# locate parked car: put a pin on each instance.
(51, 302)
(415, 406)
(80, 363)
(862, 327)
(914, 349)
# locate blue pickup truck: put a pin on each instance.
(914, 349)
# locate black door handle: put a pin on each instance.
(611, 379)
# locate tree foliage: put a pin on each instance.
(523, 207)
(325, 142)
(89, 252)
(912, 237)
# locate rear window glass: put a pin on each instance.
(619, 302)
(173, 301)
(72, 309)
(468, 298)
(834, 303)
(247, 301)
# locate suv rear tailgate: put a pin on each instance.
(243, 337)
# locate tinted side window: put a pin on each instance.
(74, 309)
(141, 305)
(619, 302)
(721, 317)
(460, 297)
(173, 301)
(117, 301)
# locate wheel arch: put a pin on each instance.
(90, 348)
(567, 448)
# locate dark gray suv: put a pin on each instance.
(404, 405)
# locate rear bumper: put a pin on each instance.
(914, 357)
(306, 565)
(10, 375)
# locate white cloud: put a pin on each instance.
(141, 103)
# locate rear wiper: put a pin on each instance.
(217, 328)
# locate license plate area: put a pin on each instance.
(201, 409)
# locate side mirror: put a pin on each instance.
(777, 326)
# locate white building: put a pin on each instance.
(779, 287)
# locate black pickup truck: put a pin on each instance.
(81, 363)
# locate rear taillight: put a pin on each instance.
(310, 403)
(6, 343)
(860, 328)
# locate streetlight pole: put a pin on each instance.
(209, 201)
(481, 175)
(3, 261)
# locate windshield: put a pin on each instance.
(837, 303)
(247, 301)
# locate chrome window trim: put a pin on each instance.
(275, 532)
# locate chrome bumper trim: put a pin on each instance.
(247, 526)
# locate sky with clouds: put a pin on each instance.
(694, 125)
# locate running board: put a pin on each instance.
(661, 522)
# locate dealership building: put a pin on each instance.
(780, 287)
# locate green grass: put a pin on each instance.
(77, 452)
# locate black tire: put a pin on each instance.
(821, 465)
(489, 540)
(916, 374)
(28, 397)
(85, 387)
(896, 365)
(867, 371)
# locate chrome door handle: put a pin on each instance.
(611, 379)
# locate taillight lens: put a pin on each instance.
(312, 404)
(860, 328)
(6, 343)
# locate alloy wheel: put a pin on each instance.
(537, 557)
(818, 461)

###

(Given instruction) Make an exact copy of the data above.

(Exercise result)
# locate parked car: put a pin on each instance.
(51, 302)
(415, 406)
(80, 363)
(862, 327)
(914, 349)
# locate blue pickup truck: put a pin on each instance.
(914, 349)
# locate black door handle: put a pin on each instance.
(611, 379)
# locate tree foliage: put a pin on each instance.
(523, 207)
(325, 142)
(89, 252)
(912, 237)
# locate rear window glass: put a pin on each instance.
(619, 302)
(173, 301)
(72, 309)
(468, 298)
(834, 303)
(247, 301)
# locate suv rear tailgate: put a pin on each instance.
(243, 337)
# locate tinted side window: put a pin on each instance.
(74, 309)
(141, 305)
(619, 302)
(721, 317)
(460, 297)
(173, 301)
(117, 301)
# locate wheel arch: put a pin on each instance.
(90, 348)
(567, 448)
# locate dark gray suv: put a pin on each instance.
(404, 405)
# locate rear bumper: put a pin on each instance.
(914, 357)
(306, 565)
(10, 375)
# locate white cloud: put a pin on each instance.
(141, 103)
# locate rear wiper: put a pin on each instance.
(217, 328)
# locate license plate area: put a pin on each instance.
(201, 409)
# locate side mirror: put a pin on each instance.
(777, 326)
# locate white building: put a pin on each instance.
(779, 287)
# locate black pickup truck: put a pin on each instance.
(81, 363)
# locate rear taillight: put a pin on each instance.
(310, 403)
(6, 343)
(860, 328)
# locate streetlight pole: put a pin on each instance.
(209, 201)
(481, 175)
(3, 261)
# locate windshield: put a pin on each instance.
(837, 303)
(247, 301)
# locate chrome window trim: put a pin on each instance.
(275, 532)
# locate chrome bumper trim: put a pin on each instance.
(247, 526)
# locate sky with clouds: put a pin on each instance.
(694, 125)
# locate running board: put a pin on each instance.
(661, 522)
# locate dealership building: put a pin on each instance.
(780, 287)
# locate green grass: put a pin on each instance.
(77, 452)
# locate black tire: put a pin on each instance.
(821, 465)
(489, 540)
(916, 374)
(28, 397)
(85, 387)
(896, 365)
(867, 371)
# locate chrome door handle: put a pin on each instance.
(611, 379)
# locate taillight lens: put a pin on each instance.
(312, 404)
(860, 328)
(6, 343)
# locate alloy wheel: put a pin on each instance.
(537, 557)
(818, 461)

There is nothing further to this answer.